Many credit Sephora with disrupting the traditional department store beauty model, bringing genuine service and a more playful atmosphere to the space than it previously enjoyed.
The effects of its model are still being seen today, with department stores like Macy's and Saks rethinking the way that they sell beauty, including through brand-agnostic advisers and engaging technology. Even drugstores have tried to up their game recently, adding in-store salons and partnering with younger brands to heighten the appeal.
However, founded in 1969 and acquired by LVMH in 1997, Sephora's model is now decades old, and while it's still dreaming up new ways to stand out, the young blood of the beauty market is angling for a bigger piece of market share.
Katia Beauchamp, co-founder and CEO of Birchbox, said it was exactly that lack of disruption that inspired her to hone in on the beauty market when she was dreaming up pitches in business school.
"Basically, the shift from department stores to specialty stores was the last disruption," Beauchamp said in an interview with Retail Dive. "And when we looked a little bit further, we saw that beauty was 2% sold on the internet, and it was 2010. So that was really how the Birchbox idea came about: We were very inspired by the opportunity to sell beauty on the internet."
In addition to the market potential, beauty also offered Beauchamp the opportunity to found a business in a space where she was an active consumer, a trend that's somewhat unusual in a very male-dominated industry.
Men blocking the beauty aisles
Despite its focus on female consumers, many of the top beauty companies are run by men. Sephora, for instance, is run by Christopher de Lapuente, while the CEO of Sephora Americas is Jean-André Rougeot. Tarang Amin is e.l.f. Cosmetic's CEO, Fabrizio Freda is the CEO of Estée Lauder Companies and Revlon just last year named its first female CEO in Debra Perelman. Ulta is a notable outlier. The business has been run by Mary Dillon since 2013.

> RECORDS SUPPLIED
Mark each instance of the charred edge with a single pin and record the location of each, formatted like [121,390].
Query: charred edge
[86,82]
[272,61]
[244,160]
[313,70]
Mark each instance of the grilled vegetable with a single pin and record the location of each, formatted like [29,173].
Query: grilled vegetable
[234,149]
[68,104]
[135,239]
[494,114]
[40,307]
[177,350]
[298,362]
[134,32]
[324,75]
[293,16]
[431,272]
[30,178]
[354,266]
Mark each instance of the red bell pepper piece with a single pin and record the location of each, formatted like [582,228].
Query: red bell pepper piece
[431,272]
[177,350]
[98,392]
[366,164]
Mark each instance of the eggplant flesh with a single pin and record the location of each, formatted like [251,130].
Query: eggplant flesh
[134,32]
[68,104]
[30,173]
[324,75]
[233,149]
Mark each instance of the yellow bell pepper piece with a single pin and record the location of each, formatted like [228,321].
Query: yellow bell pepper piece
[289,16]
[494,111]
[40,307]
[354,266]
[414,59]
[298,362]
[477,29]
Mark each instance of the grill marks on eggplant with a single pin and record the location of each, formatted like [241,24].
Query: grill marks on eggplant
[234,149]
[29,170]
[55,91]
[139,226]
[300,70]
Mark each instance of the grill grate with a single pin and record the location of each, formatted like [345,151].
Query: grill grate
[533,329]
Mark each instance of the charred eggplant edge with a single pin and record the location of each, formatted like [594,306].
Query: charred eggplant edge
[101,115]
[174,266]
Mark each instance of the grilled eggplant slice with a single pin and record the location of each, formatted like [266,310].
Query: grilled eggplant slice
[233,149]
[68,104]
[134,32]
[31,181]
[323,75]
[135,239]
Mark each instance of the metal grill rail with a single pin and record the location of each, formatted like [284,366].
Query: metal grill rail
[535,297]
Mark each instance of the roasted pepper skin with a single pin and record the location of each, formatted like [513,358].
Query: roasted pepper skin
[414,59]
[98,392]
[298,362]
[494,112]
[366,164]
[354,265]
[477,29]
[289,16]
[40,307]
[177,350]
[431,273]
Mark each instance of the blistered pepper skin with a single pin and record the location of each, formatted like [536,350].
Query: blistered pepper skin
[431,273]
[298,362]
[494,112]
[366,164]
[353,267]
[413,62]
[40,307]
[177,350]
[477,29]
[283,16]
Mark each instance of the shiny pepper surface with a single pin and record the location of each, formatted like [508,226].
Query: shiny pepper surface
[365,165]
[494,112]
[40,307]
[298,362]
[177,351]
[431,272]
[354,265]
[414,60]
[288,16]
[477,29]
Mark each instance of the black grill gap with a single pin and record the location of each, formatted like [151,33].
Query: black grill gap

> TASKS TO PERFORM
1. Answer these questions from the text on beauty retail:
(a) In what year was Sephora founded?
(b) What percent of beauty was sold on the internet in 2010, according to Beauchamp?
(c) Since what year has Mary Dillon run Ulta?
2. Filter the entries, keeping every line that contains the string "surface".
The entries are unrelated to the text on beauty retail.

> ANSWERS FOR THE EXERCISE
1.
(a) 1969
(b) 2%
(c) 2013

2.
Mark each instance of the shiny pepper surface with a single pin and record the location of each, formatted like [508,226].
Query: shiny pepper surface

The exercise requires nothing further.